◆ **What the task requires**:
Write out exactly, and only, the lines from the one containing "of the beige" through the last line of the listing below.
· · · ·
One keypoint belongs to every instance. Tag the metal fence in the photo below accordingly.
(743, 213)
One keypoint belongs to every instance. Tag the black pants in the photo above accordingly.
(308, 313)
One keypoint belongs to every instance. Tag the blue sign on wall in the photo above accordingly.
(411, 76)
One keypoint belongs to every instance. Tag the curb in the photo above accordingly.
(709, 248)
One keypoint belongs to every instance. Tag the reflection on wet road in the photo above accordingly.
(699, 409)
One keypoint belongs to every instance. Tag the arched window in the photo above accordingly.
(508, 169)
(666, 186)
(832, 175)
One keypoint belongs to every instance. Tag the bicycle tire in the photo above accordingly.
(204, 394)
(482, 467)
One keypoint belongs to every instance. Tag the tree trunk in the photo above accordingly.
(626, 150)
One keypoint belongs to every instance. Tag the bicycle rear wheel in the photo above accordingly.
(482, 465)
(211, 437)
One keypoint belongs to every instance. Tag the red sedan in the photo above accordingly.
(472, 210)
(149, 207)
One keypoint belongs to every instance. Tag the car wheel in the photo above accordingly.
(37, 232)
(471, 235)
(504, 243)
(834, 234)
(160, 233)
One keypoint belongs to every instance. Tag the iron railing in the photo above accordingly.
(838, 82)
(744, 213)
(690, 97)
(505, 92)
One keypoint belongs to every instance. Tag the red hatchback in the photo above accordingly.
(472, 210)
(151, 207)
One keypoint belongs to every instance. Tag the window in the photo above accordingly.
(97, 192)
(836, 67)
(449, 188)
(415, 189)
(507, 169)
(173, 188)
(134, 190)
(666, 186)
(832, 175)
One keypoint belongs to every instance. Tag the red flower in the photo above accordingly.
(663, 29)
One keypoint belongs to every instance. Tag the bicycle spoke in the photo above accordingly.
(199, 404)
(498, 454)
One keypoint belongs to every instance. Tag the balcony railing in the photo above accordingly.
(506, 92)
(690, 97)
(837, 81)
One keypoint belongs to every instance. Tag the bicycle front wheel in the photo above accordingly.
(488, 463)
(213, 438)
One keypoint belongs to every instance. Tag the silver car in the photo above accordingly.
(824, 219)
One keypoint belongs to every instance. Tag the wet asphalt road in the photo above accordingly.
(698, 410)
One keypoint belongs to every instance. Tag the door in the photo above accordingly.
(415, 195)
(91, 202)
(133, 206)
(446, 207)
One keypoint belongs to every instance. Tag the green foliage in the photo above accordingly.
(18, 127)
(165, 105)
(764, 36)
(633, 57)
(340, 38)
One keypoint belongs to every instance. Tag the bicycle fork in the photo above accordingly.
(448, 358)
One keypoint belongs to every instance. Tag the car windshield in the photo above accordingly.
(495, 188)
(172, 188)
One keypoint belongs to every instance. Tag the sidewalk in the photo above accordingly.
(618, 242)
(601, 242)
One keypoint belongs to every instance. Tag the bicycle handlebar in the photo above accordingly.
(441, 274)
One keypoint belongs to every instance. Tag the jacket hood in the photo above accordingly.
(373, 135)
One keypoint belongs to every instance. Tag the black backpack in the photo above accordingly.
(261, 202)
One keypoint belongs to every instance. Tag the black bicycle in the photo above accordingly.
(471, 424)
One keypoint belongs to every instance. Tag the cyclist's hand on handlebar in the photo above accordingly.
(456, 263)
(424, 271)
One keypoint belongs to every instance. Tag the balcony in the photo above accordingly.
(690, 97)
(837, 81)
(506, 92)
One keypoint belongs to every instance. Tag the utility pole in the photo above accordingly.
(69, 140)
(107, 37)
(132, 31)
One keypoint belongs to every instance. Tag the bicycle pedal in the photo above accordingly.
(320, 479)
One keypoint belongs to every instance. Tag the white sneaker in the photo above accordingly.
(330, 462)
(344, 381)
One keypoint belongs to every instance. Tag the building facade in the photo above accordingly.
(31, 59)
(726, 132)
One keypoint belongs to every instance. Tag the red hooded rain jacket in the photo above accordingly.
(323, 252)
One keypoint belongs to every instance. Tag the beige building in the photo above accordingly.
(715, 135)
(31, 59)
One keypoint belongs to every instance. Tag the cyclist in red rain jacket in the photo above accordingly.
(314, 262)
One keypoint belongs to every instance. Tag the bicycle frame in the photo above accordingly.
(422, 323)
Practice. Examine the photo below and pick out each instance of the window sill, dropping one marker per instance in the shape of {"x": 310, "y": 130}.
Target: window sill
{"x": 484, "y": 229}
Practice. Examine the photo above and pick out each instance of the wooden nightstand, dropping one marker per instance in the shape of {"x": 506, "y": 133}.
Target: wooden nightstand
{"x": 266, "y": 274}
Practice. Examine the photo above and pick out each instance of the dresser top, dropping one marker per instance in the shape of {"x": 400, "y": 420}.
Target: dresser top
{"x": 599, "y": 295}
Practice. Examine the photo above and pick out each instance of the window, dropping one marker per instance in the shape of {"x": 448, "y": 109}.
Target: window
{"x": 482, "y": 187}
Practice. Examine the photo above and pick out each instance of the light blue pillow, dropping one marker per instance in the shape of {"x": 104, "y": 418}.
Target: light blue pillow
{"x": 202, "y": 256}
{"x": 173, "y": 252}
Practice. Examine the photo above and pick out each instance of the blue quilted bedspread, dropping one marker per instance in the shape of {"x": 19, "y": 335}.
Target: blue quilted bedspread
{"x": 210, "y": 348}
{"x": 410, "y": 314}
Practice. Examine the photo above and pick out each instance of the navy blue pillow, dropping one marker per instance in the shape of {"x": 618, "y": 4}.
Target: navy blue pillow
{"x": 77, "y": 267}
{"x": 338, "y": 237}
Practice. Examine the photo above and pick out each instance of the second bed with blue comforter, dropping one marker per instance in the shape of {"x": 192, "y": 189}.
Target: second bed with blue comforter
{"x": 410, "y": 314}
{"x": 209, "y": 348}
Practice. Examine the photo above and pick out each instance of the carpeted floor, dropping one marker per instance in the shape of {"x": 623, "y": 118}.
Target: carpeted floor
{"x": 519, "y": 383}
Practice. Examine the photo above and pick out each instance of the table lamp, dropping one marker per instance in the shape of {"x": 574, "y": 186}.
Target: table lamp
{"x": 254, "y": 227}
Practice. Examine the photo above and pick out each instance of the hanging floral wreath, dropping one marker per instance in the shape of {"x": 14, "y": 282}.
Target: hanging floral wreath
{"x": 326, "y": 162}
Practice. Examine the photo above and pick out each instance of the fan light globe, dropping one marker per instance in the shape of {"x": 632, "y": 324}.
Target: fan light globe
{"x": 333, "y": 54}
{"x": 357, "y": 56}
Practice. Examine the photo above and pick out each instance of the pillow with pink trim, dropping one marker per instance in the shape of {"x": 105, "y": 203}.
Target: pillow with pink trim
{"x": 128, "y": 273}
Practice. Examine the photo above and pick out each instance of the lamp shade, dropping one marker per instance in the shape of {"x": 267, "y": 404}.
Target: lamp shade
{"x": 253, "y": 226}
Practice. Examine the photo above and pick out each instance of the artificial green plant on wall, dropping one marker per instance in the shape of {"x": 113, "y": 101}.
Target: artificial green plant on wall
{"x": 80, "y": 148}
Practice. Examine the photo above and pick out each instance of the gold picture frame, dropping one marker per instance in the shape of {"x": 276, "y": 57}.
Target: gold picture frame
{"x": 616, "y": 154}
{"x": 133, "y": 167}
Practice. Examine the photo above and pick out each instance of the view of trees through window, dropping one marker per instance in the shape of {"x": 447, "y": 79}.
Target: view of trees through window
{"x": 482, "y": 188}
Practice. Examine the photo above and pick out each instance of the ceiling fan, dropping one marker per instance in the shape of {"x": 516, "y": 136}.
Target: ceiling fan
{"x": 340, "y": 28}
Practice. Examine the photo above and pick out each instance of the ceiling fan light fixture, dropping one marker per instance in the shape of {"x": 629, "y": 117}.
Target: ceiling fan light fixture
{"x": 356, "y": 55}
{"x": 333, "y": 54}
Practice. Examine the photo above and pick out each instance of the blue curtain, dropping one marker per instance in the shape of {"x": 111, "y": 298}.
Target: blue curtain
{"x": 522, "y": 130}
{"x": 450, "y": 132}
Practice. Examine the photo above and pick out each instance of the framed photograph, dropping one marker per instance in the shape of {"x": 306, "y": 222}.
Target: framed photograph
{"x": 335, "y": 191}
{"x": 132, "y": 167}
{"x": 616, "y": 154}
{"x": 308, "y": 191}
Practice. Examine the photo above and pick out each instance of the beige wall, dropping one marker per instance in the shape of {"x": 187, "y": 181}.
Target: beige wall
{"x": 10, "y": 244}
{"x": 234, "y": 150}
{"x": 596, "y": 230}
· · · ·
◆ **Exercise solution**:
Practice. Examine the photo above and pick out each instance of the beige wall, dropping one marker per instance in the shape of {"x": 187, "y": 181}.
Target: beige wall
{"x": 10, "y": 244}
{"x": 234, "y": 150}
{"x": 596, "y": 230}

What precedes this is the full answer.